» **TASK PROMPT**
In the entries below, find the line with "Sample: <point>763,1013</point>" and the line with "Where can the cobblestone". Return those two lines and all lines between them, exactly.

Stored dataset items
◇ ◇ ◇

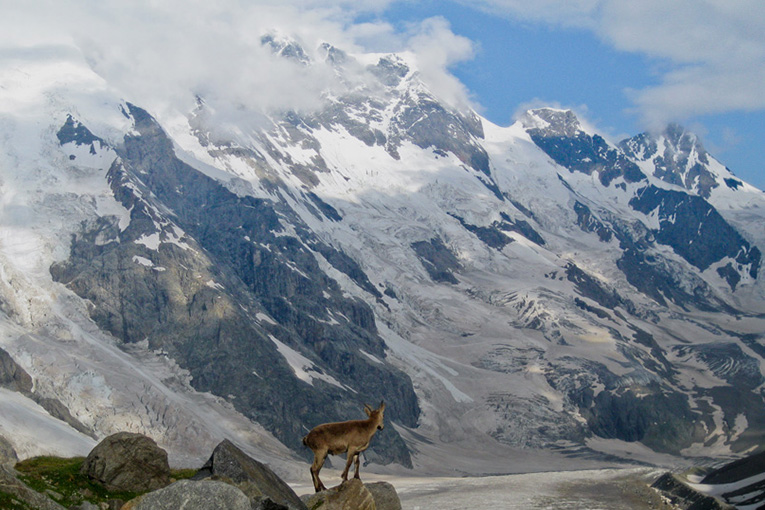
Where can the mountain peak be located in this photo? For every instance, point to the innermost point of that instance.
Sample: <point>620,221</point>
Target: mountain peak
<point>679,158</point>
<point>552,121</point>
<point>286,47</point>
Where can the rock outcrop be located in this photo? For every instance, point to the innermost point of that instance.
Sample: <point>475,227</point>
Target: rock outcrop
<point>128,462</point>
<point>8,455</point>
<point>351,494</point>
<point>255,479</point>
<point>192,495</point>
<point>355,495</point>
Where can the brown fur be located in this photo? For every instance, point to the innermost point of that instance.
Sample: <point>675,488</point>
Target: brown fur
<point>340,437</point>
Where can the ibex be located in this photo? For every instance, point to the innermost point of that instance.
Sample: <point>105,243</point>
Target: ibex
<point>339,437</point>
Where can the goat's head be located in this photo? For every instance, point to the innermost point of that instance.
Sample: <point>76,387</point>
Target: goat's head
<point>376,414</point>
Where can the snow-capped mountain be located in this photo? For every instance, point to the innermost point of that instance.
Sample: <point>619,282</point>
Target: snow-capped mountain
<point>533,288</point>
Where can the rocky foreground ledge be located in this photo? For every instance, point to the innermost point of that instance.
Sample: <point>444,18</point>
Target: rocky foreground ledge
<point>129,471</point>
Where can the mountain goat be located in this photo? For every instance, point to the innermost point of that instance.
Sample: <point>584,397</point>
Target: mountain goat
<point>347,436</point>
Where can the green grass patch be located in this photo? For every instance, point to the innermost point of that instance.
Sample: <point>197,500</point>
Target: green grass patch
<point>11,502</point>
<point>60,479</point>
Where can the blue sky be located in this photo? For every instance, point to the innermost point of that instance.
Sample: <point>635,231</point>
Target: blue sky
<point>521,60</point>
<point>623,65</point>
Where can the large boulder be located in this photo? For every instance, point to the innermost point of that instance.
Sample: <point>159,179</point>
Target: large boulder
<point>192,495</point>
<point>257,480</point>
<point>350,495</point>
<point>385,495</point>
<point>355,495</point>
<point>8,455</point>
<point>128,462</point>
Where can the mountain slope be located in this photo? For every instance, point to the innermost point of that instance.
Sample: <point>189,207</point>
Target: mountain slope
<point>531,288</point>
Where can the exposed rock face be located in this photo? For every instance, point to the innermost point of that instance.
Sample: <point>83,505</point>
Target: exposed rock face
<point>192,495</point>
<point>227,290</point>
<point>8,455</point>
<point>257,480</point>
<point>12,376</point>
<point>128,462</point>
<point>686,498</point>
<point>385,495</point>
<point>678,156</point>
<point>349,495</point>
<point>560,135</point>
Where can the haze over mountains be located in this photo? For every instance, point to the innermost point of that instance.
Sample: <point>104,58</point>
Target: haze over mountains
<point>523,290</point>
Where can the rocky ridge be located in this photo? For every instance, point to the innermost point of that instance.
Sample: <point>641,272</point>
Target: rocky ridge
<point>568,293</point>
<point>229,480</point>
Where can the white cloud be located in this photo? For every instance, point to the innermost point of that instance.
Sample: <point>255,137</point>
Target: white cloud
<point>161,55</point>
<point>711,52</point>
<point>438,49</point>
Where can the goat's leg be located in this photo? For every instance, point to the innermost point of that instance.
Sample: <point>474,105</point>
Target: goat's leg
<point>352,452</point>
<point>356,475</point>
<point>318,462</point>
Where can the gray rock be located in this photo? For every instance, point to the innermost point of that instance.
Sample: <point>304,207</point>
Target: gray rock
<point>349,495</point>
<point>12,376</point>
<point>385,495</point>
<point>192,495</point>
<point>128,462</point>
<point>257,480</point>
<point>8,455</point>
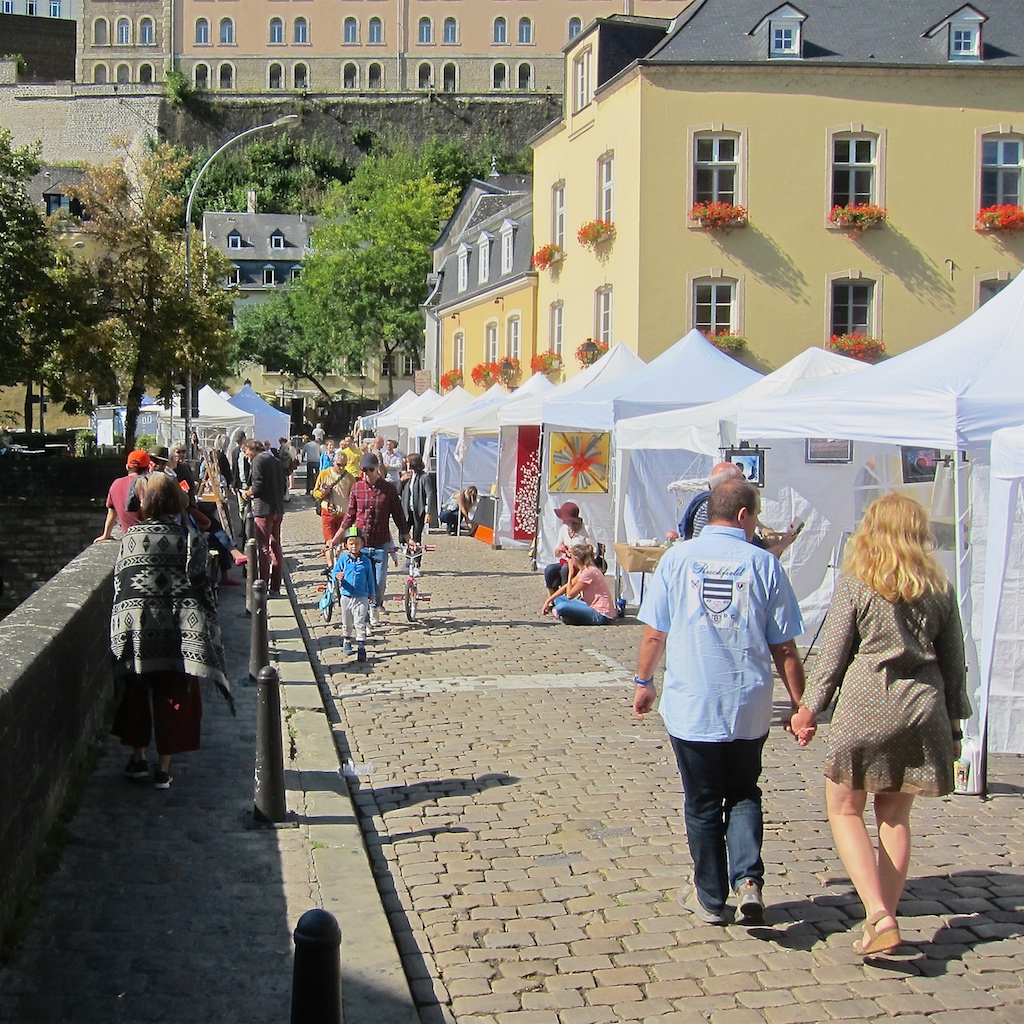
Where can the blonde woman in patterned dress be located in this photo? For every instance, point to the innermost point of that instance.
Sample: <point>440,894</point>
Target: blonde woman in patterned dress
<point>893,651</point>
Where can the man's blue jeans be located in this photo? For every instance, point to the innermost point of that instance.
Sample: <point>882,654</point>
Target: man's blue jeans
<point>576,612</point>
<point>722,812</point>
<point>379,557</point>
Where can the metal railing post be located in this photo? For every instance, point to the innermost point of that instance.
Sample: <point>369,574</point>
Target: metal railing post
<point>268,799</point>
<point>316,975</point>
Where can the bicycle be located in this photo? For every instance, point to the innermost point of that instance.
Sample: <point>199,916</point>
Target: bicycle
<point>411,595</point>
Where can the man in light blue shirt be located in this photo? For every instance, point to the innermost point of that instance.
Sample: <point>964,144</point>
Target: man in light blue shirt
<point>721,610</point>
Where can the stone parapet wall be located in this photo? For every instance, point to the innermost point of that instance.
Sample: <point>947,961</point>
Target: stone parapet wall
<point>55,687</point>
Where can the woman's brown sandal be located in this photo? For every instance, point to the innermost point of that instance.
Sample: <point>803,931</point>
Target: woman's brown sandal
<point>877,942</point>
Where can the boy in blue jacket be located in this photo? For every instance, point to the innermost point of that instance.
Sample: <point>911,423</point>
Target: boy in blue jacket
<point>358,585</point>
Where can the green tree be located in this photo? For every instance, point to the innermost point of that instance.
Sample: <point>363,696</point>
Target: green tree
<point>144,330</point>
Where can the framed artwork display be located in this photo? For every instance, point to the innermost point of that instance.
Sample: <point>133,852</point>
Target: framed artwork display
<point>579,463</point>
<point>919,464</point>
<point>751,461</point>
<point>828,450</point>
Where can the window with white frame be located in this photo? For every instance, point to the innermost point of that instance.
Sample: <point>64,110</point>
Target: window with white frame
<point>513,337</point>
<point>715,306</point>
<point>854,165</point>
<point>581,81</point>
<point>556,328</point>
<point>602,314</point>
<point>508,245</point>
<point>716,168</point>
<point>558,214</point>
<point>852,303</point>
<point>483,256</point>
<point>606,186</point>
<point>1001,160</point>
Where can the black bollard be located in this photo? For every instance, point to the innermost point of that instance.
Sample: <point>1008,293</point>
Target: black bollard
<point>316,975</point>
<point>259,645</point>
<point>268,802</point>
<point>252,570</point>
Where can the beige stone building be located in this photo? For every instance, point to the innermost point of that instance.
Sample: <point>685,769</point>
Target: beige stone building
<point>787,113</point>
<point>331,47</point>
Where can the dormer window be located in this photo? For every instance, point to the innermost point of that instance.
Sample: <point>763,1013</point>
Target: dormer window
<point>508,245</point>
<point>785,32</point>
<point>964,33</point>
<point>483,256</point>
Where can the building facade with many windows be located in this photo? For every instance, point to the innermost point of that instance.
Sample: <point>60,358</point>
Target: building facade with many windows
<point>322,47</point>
<point>783,175</point>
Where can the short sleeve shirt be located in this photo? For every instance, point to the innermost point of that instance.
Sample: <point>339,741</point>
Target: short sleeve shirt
<point>722,601</point>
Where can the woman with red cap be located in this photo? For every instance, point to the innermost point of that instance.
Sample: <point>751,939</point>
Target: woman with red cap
<point>571,531</point>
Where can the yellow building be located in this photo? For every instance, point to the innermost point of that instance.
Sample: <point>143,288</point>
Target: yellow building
<point>781,115</point>
<point>481,311</point>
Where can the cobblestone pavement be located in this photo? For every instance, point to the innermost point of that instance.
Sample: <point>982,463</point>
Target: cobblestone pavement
<point>525,833</point>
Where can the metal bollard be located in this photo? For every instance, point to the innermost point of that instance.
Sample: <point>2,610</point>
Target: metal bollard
<point>268,802</point>
<point>252,570</point>
<point>316,975</point>
<point>259,644</point>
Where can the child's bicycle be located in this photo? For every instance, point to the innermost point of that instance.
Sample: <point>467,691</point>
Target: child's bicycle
<point>411,595</point>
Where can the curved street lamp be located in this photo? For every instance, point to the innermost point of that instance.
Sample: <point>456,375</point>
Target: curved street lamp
<point>285,122</point>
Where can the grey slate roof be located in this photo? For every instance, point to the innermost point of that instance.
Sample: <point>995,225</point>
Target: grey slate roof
<point>843,32</point>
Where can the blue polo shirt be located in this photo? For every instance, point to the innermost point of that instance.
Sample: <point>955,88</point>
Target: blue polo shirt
<point>722,601</point>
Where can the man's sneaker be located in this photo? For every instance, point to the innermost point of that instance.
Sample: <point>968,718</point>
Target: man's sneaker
<point>691,903</point>
<point>752,906</point>
<point>136,769</point>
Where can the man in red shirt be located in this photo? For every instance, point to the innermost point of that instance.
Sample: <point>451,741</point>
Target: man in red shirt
<point>373,503</point>
<point>117,498</point>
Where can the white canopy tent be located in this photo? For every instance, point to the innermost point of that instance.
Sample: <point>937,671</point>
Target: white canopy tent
<point>216,416</point>
<point>270,424</point>
<point>691,372</point>
<point>664,460</point>
<point>950,394</point>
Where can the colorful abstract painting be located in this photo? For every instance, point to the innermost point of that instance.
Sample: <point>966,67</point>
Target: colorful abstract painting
<point>579,463</point>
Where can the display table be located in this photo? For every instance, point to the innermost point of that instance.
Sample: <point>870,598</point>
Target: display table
<point>633,558</point>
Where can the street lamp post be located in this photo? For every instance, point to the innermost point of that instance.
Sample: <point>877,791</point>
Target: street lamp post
<point>285,122</point>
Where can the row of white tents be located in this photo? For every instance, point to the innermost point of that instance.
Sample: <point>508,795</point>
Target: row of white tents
<point>669,421</point>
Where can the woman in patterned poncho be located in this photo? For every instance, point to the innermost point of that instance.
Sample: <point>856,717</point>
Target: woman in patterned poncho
<point>164,633</point>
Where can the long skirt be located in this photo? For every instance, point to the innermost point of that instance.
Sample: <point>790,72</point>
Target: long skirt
<point>165,705</point>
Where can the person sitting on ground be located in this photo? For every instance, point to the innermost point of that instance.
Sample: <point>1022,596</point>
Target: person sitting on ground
<point>461,505</point>
<point>332,489</point>
<point>585,600</point>
<point>571,531</point>
<point>695,515</point>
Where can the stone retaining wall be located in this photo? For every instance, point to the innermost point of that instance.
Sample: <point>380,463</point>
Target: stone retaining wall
<point>55,685</point>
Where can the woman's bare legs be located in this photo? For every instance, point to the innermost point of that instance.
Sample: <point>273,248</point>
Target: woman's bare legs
<point>853,844</point>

◇ ◇ ◇

» **REPLY TO THE EXERCISE**
Sample: <point>763,1013</point>
Target: dormer window
<point>508,245</point>
<point>785,32</point>
<point>964,33</point>
<point>483,256</point>
Where can the building facade with many windows be located in this photo? For every instance, point to the innermost point of that instance.
Sample: <point>60,358</point>
Target: building facade with many windows
<point>322,47</point>
<point>783,175</point>
Where can the short sleeve shirt be located in this photo? For every instance, point to the innermost point of that instance.
Sample: <point>339,741</point>
Target: short sleeve shirt
<point>722,601</point>
Where can the woman with red cap be located in this photo? For every instance, point to the innermost point of that instance.
Sample: <point>751,939</point>
Target: woman with red cap
<point>571,531</point>
Where can the yellow building be located in this photo? For every instance, point to the innermost point of that instance.
Sample: <point>143,288</point>
Target: yellow building
<point>781,115</point>
<point>481,311</point>
Where can the cobblestone pavement be located in this photo? For every instance, point to the innermost point of that instance.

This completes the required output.